Objectives:
(a) Check these statements against the Montgomery reduction question. For each, answer yes or no and quote the words of the question that decide it: (i) the modulus n must be odd; (ii) the asker says Fact 1 is the part they cannot understand; (iii) the algorithm returns (2^(-k) * x) mod n.
(b) Write the next part of the Montgomery reduction question, picking up after its final sentence.

How does Montgomery reduction work?

Question

I want to reduce a multi-precision integer $x$ modulo a prime $p$, very fast. Performing the traditional Euclidean division for only calculating the modulo, is inefficient and modular reduction is at the heart of many Cryptographic primitives like Elliptic Curve Cryptography. There are other methods to perform the aforementioned task like Barret reduction, etc, but I would like to learn about Montgomery reduction and its peculiarities first, because of its practical significance. Algorithm:

     Input : Integer x, n, k 
     Output : (2^(-k) * x) mod n
    1. for t from 1 to k do
        1.1 if x is odd then
            1.1.1     x <- x+n
        1.2 x <- x/2
    2 Return x

There are restrictions on $x$ like, $0$ <= $x$ < $n^2$, and also, $n$ should be odd. The book from which, I borrowed the above algorithm from , states two facts:

Fact 1 : Adding n to x does not change the residue, since in effect it adds one to the quotient ⌊x/n⌋. Another way to explain this is that n is (or multiples of n are) congruent to zero modulo n. Adding zero will not change the value of the residue.

Fact 2: If $x$ is even, then performing a division by two in $Z$ is congruent to $x · 2^{−1} \mod n$ . Actually, this is an application of the fact that if x is evenly divisible by any $k$ ∈ $Z$, then division in Z will be congruent to multiplication by $k^{−1}$ modulo $n$ .

I don't understand the meaning behind Fact 2. In reality, I'm having trouble in comprehending how the author transcends from regular arithmetic to modular arithmetic mod n ? Why is it that division of $x$ by two in $Z$ (integers) is congruent to multiplication by $2^{-1}$ in modulo $n$. After all $2^{-1}\mod n$ can be easily calculated by the extended euclidean algorithm: Since, $n = 2*q + r$. Since $n$ is odd, $r$ should be $1$. Therefore on transposing, we get: $n - 2*q = 1$. If we take this preceding equation modulo $n$, we get $-q$ as the multiplicative inverse of $2$ w.r.t mod n.

It would be highly appreciated, if I could get a good explanation of how Montgomery reduction works, in the first place. Why do we keep adding $n$ to $x$ , if $x$ is odd?

Raw records:
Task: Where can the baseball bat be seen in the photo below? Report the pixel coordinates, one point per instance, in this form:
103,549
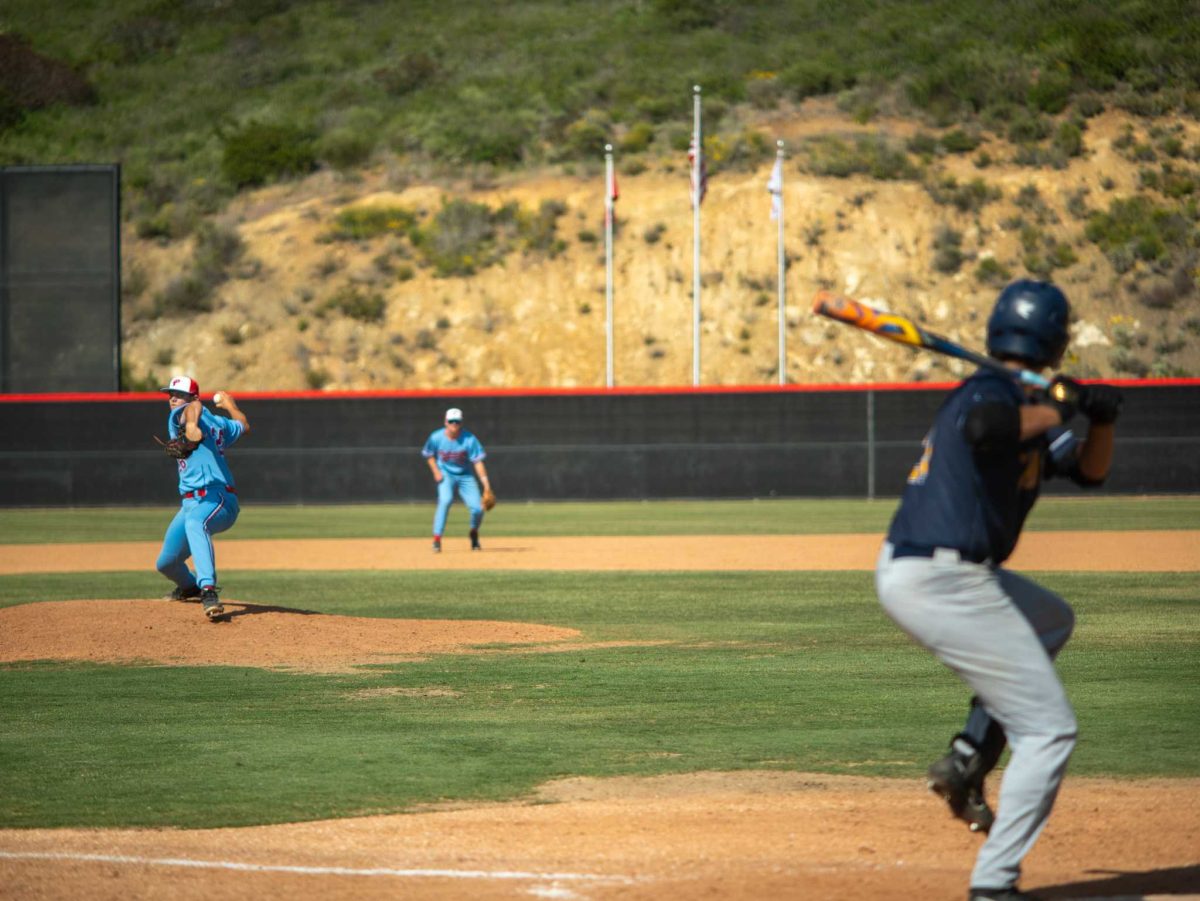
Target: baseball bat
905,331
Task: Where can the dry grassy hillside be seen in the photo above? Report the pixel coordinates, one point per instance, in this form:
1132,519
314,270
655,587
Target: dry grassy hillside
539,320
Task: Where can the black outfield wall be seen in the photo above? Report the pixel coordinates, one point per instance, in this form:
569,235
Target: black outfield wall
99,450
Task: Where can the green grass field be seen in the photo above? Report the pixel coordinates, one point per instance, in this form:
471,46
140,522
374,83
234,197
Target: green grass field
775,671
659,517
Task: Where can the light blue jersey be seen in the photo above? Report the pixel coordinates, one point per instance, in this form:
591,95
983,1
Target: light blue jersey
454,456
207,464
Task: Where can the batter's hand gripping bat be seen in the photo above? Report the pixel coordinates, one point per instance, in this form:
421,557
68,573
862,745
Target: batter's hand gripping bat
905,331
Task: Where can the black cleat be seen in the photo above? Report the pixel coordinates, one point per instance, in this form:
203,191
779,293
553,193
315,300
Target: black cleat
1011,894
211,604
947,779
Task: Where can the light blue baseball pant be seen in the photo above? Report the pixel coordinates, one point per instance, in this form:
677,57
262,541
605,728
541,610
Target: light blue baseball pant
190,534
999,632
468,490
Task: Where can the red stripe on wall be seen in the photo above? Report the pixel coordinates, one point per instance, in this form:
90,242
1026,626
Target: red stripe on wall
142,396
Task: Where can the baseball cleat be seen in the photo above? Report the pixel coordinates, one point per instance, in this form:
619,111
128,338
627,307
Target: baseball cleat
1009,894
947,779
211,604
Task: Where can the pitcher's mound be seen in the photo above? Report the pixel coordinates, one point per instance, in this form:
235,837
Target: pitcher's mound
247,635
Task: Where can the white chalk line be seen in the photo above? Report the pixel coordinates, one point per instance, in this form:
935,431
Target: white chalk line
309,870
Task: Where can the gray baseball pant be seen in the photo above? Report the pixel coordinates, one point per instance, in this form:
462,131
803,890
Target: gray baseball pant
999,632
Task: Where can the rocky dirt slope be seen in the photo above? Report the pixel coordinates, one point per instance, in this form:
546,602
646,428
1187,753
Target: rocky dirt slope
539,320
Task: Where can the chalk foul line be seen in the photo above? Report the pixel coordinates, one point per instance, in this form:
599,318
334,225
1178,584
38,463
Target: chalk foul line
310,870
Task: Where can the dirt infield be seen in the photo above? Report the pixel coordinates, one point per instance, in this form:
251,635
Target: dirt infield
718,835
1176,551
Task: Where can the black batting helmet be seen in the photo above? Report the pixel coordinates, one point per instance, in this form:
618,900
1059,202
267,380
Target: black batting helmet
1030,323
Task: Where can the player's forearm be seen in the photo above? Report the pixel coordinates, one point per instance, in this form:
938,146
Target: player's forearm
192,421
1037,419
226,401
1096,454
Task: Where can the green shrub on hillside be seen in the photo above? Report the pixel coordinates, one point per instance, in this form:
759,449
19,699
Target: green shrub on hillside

Answer list:
(a)
(i) Yes: "$n$ should be odd"
(ii) No: "I don't understand the meaning behind Fact 2."
(iii) Yes: "Output : (2^(-k) * x) mod n"

(b)
I am missing some very great clarity in my understanding! What are the solid principles behind Montgomery multiplication with reduction ? Since, I come from mostly programming background, I seem to be lacking some mathematical knowledge in this context.

Every help will be greatly appreciated!

Answer 1

In 1985, Montgomery introduced a new clever way to represent the numbers $\mathbb{Z}/n \mathbb{Z}$ such that arithmetic, especially the modular multiplications become easier.

• Peter L. Montgomery; Modular multiplication without trial division ,1985

We need the modulus $n$ we are working and an integer $r$ such that $\gcd(r,n) =1$ and $r>n$

Definition: The Montgomery representation of $x \in [0,n-1]$ is $\bar{x} = (xr) \bmod n$

Definition: The Montgomery reduction of $u \in [0,rn-1]$ is $Redc(u) = (ur^{-1}) \bmod n$. This is also called $n$-residue with respect to $r$. Indeed, one can show that this set $$\{i\cdot r \bmod n | 0 \leq i \leq n\}$$ is a complete residue system.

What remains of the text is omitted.